• _PROBLEM STATEMENT_
List each line of the data that holds the string "below".

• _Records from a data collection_
-=-=-=-=-

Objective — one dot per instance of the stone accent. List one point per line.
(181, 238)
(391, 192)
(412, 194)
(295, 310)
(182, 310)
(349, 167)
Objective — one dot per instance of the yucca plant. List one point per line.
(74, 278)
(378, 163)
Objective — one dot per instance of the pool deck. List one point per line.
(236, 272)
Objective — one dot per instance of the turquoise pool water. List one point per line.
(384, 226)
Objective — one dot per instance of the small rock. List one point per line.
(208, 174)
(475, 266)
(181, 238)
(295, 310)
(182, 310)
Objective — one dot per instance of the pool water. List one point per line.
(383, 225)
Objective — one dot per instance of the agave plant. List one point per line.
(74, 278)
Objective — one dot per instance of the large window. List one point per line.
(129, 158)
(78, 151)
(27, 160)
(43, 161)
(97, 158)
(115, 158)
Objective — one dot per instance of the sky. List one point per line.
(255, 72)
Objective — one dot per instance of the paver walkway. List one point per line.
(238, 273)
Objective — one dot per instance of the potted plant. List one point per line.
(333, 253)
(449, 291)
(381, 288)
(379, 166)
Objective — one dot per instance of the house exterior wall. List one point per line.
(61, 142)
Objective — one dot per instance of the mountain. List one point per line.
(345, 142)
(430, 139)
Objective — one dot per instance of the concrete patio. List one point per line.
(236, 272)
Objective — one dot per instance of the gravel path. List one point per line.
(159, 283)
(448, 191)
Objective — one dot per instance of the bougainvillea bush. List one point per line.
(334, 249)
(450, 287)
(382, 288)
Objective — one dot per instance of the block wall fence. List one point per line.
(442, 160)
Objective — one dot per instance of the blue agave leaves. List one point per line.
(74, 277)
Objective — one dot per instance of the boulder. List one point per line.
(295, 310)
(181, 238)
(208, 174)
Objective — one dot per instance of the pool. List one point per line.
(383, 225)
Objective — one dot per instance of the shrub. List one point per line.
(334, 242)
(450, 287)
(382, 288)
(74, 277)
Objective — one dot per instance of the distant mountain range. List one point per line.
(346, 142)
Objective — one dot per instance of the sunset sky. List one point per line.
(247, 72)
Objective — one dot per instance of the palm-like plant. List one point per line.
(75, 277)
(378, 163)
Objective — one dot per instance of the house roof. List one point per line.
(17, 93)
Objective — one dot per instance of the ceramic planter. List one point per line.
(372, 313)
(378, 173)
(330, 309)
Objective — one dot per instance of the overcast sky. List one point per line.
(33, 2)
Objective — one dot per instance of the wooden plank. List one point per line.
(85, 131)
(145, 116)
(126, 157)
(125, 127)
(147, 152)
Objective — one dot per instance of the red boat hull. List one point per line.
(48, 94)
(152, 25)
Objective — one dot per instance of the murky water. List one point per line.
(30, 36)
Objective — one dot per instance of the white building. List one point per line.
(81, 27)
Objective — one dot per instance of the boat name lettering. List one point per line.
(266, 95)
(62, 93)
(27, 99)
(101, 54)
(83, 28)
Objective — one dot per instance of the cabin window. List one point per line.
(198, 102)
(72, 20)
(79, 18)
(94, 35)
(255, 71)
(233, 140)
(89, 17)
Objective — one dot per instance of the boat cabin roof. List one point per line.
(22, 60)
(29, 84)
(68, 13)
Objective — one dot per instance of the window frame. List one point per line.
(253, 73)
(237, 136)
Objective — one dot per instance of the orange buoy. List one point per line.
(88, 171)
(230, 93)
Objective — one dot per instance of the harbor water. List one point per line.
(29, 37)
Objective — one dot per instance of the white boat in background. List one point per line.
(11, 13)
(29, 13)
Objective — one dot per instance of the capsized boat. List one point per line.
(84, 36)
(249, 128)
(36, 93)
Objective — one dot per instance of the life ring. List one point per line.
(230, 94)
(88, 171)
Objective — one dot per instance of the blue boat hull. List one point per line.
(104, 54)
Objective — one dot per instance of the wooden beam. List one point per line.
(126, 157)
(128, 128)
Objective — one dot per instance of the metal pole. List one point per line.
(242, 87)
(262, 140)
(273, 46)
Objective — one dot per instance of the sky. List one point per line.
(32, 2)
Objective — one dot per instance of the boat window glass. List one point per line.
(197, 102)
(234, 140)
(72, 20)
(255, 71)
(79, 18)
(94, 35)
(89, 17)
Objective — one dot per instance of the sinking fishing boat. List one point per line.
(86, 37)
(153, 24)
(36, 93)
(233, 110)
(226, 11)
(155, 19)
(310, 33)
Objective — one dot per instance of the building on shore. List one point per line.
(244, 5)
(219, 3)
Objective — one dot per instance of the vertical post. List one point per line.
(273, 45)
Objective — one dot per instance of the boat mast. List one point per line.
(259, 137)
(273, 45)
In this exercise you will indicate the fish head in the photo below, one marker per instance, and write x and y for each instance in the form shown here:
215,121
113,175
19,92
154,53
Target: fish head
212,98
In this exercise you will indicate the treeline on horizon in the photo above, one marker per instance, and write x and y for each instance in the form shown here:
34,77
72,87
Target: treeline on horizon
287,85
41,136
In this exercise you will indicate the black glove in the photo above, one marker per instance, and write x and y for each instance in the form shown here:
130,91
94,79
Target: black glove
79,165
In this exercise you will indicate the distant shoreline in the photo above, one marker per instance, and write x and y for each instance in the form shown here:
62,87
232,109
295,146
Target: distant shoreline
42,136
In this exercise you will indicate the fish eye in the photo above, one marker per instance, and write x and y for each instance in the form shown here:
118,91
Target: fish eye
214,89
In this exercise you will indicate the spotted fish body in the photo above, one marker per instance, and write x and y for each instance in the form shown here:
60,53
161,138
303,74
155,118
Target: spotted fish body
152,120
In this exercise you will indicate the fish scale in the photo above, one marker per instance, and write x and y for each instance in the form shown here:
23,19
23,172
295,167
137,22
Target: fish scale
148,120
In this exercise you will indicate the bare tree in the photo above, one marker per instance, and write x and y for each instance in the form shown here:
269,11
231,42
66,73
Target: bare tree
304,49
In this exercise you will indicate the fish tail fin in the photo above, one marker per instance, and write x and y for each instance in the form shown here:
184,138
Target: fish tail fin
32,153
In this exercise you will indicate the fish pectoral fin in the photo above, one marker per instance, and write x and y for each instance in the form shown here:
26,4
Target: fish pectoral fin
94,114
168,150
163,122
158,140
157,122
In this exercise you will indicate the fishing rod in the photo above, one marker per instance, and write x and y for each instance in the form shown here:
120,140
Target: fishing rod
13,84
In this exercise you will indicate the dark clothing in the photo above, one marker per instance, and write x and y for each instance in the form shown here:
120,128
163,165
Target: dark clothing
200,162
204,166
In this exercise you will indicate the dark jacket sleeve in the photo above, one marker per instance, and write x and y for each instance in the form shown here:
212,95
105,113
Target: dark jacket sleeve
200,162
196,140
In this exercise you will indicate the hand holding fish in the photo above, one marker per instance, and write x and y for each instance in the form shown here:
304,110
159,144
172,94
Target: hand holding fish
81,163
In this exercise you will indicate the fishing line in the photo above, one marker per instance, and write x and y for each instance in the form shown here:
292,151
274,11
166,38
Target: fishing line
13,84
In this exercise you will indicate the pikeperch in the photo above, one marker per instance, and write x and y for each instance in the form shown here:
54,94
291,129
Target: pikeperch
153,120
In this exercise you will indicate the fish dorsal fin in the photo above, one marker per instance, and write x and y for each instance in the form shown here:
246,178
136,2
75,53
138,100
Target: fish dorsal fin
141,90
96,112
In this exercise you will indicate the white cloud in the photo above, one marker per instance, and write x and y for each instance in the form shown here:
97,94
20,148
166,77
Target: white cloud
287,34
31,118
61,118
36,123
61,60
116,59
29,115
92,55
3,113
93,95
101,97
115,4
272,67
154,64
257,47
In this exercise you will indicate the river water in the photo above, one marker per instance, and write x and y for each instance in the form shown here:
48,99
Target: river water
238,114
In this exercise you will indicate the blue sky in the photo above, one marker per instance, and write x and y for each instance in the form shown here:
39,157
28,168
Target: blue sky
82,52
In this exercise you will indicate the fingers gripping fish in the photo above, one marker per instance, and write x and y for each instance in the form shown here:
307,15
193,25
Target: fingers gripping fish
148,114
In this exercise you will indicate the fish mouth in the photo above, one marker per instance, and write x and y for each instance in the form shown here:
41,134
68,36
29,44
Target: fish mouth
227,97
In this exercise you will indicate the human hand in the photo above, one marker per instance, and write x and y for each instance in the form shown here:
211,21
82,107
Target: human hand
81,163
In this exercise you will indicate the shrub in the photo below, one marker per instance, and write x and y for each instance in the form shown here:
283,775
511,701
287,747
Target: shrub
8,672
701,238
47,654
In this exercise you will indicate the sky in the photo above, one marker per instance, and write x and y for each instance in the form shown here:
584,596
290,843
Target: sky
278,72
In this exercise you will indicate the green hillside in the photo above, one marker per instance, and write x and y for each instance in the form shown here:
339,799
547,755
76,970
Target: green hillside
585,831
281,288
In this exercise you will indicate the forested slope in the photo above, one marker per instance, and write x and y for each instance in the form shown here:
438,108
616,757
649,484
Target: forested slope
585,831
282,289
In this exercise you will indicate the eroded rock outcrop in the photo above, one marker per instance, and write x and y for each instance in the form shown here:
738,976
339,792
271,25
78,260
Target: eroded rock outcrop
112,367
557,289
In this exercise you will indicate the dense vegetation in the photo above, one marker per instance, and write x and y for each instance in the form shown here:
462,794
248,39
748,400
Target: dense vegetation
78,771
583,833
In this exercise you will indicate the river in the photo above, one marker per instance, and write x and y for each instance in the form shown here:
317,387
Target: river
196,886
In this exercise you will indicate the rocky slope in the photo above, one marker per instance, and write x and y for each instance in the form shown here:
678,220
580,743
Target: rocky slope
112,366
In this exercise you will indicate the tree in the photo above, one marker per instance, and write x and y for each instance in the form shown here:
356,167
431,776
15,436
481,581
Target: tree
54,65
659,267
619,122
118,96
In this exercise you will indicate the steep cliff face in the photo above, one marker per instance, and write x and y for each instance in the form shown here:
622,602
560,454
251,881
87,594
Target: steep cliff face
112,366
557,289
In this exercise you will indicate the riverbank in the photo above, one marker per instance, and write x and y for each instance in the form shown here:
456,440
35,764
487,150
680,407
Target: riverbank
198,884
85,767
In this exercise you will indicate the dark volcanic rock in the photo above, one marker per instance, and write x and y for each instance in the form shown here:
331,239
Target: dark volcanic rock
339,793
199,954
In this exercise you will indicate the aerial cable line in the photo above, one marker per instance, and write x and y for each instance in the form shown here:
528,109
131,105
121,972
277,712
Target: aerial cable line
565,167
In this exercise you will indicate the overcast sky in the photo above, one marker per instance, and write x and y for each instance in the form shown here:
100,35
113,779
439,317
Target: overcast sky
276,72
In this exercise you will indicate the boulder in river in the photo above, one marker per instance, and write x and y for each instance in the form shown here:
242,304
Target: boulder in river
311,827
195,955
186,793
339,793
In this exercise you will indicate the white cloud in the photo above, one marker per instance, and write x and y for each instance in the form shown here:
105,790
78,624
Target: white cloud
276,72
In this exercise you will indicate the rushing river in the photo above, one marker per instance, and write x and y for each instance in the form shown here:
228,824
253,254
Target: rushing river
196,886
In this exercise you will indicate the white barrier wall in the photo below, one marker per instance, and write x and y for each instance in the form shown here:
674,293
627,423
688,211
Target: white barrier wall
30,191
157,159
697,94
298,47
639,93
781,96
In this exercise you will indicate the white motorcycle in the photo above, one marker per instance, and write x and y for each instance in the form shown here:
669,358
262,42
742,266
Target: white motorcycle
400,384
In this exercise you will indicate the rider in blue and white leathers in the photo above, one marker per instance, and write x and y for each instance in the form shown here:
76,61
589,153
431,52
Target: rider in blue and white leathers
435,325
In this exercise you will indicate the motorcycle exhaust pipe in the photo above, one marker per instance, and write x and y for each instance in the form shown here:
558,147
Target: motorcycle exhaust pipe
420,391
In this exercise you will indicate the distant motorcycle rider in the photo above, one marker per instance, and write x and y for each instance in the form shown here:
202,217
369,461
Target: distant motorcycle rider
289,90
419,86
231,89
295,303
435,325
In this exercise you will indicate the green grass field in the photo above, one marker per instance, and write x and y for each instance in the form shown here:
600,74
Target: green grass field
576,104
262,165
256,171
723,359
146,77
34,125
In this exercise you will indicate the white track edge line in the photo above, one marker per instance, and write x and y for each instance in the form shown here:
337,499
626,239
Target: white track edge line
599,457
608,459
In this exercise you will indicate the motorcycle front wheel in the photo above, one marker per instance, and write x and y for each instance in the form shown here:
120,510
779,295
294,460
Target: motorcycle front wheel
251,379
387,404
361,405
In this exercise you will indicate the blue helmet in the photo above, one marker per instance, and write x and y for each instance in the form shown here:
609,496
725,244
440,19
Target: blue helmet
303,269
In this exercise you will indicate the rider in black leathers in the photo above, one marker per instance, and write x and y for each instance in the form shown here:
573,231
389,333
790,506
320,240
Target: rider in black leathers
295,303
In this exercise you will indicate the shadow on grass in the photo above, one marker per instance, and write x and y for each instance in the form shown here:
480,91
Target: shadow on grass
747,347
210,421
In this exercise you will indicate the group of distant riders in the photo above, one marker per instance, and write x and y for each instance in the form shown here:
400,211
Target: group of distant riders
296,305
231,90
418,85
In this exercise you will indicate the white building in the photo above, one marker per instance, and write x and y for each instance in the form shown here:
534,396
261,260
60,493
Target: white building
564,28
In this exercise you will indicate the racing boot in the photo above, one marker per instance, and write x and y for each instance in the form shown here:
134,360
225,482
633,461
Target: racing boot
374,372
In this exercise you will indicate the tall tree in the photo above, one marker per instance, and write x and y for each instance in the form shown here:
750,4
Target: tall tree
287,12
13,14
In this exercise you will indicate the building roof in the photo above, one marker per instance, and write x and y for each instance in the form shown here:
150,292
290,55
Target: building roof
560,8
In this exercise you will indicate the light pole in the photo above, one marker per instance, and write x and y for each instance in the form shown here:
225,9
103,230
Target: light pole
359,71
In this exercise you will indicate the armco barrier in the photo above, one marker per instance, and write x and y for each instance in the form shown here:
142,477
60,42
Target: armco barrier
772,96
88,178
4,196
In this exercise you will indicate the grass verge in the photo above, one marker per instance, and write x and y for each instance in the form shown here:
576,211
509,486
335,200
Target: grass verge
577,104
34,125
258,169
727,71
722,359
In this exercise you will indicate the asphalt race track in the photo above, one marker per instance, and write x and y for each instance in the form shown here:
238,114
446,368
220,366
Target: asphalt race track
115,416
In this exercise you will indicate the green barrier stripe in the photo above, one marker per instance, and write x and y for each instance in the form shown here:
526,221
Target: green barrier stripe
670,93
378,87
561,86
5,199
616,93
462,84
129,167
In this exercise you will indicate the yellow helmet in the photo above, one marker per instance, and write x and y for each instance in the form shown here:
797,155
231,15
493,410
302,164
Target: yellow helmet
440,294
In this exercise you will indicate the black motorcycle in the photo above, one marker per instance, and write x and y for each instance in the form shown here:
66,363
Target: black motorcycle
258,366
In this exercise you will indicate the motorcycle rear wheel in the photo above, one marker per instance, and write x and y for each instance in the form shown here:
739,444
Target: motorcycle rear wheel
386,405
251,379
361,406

-=-=-=-=-

• _ANSWER BOX_
In this exercise you will indicate the fish head in the photo below, one marker per instance, and write x and y for each instance in the form shown here:
In this exercise you will indicate the shrub in the photo below, one marker per instance, and write x and y for each instance in the form shown here:
In this exercise you will indicate the white barrier wall in the photo below, one marker per instance, and write x and y for each instance in the form shown here:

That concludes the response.